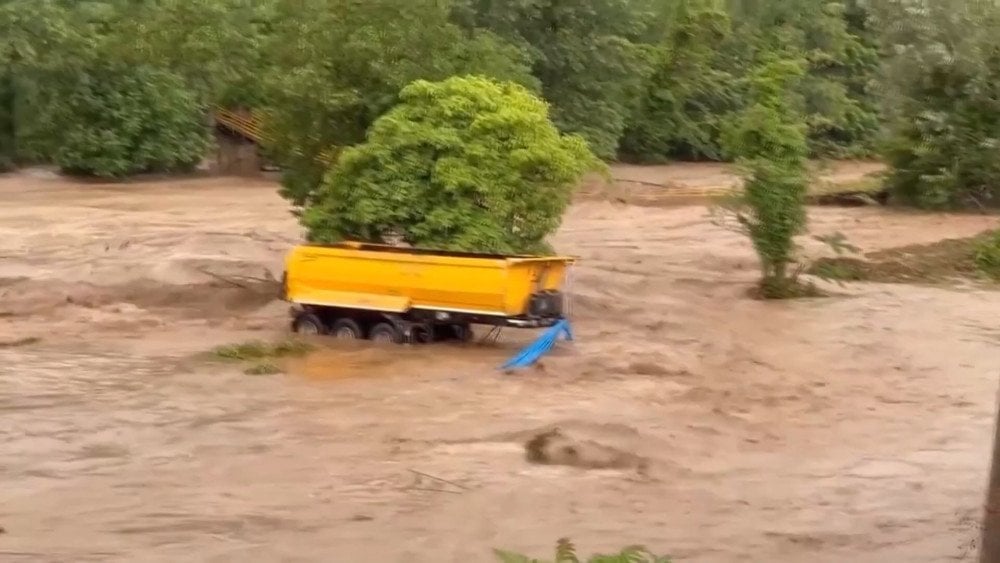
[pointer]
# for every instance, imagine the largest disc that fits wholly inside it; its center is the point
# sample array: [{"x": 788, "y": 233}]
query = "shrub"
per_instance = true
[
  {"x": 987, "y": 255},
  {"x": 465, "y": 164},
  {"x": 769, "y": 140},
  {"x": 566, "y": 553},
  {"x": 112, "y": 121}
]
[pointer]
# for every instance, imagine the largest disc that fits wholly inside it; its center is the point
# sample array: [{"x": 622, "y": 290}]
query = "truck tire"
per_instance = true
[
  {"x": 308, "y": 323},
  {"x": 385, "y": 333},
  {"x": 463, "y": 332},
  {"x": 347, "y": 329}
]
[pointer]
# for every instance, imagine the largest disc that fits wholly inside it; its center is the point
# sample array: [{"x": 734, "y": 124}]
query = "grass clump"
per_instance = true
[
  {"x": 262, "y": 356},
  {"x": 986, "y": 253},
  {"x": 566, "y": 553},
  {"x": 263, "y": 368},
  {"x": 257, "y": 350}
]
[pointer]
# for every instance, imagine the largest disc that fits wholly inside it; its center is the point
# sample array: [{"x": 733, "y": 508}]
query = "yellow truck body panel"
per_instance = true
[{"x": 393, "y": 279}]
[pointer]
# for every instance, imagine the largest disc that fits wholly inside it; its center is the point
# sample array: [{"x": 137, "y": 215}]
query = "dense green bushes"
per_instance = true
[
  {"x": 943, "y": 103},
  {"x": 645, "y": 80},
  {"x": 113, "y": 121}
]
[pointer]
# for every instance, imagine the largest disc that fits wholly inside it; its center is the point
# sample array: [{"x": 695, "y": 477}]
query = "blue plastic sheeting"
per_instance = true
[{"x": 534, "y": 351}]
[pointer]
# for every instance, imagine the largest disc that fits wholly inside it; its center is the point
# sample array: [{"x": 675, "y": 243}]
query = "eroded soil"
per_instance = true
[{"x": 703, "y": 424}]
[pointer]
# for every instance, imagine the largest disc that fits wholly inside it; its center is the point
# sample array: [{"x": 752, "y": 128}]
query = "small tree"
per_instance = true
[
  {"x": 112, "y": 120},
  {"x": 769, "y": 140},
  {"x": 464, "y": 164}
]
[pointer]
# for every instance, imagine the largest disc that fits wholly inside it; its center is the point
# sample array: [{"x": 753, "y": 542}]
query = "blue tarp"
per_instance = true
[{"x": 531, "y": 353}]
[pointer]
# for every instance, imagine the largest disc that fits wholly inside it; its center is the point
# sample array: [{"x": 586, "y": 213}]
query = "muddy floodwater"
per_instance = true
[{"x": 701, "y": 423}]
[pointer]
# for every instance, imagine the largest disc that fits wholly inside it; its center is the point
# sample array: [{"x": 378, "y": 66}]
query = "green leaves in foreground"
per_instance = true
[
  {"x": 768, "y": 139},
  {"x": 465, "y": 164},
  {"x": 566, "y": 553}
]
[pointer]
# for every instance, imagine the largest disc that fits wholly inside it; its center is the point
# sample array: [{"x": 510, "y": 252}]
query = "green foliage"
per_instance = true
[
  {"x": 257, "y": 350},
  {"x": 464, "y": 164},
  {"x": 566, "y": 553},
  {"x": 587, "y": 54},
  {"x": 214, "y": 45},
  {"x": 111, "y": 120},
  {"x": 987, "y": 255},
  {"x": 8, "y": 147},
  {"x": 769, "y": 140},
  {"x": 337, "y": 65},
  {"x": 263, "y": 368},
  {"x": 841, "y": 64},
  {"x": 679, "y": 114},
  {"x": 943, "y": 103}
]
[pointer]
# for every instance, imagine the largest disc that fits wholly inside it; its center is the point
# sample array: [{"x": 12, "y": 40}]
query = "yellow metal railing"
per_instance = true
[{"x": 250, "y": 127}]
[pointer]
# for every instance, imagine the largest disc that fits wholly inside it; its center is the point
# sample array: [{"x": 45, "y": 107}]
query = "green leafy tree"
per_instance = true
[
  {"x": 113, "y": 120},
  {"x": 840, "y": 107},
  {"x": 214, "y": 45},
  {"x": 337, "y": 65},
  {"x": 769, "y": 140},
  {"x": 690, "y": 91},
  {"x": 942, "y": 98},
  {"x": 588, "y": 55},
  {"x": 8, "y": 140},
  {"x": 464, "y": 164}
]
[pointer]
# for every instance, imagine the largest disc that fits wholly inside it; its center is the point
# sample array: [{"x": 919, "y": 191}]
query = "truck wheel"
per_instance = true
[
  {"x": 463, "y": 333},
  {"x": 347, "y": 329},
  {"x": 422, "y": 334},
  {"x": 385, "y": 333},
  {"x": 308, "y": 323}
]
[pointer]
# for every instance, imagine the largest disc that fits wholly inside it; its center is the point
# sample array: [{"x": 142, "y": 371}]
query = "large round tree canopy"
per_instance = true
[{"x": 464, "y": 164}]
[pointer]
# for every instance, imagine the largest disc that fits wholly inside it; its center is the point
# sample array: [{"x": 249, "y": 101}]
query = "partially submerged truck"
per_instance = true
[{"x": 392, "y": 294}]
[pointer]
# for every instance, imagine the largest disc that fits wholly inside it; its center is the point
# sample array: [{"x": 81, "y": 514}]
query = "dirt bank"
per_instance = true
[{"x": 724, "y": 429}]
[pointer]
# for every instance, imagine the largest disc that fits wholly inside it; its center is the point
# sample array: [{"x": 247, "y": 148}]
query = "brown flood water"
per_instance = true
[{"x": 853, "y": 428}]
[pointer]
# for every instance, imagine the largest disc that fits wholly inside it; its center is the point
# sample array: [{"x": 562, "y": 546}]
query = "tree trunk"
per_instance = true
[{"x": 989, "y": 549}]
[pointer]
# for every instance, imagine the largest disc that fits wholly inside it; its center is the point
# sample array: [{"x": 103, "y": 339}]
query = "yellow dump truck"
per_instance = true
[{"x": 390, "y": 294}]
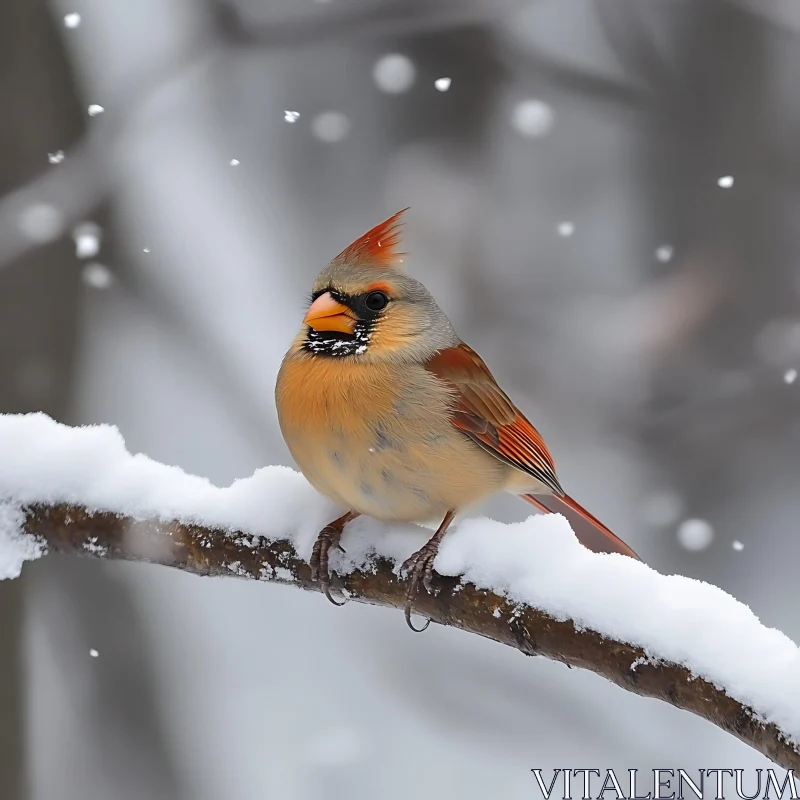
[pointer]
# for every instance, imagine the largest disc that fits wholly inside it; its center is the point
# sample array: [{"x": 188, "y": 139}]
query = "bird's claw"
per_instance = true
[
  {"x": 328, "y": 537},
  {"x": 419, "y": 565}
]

## TASK DESCRIPTION
Pick out every line of the entries above that contains the word "green" and copy each one.

## COMPLETED TASK
query = "dense green bushes"
query = "green leaves in foreground"
query = "green foliage"
query = "green leafy tree"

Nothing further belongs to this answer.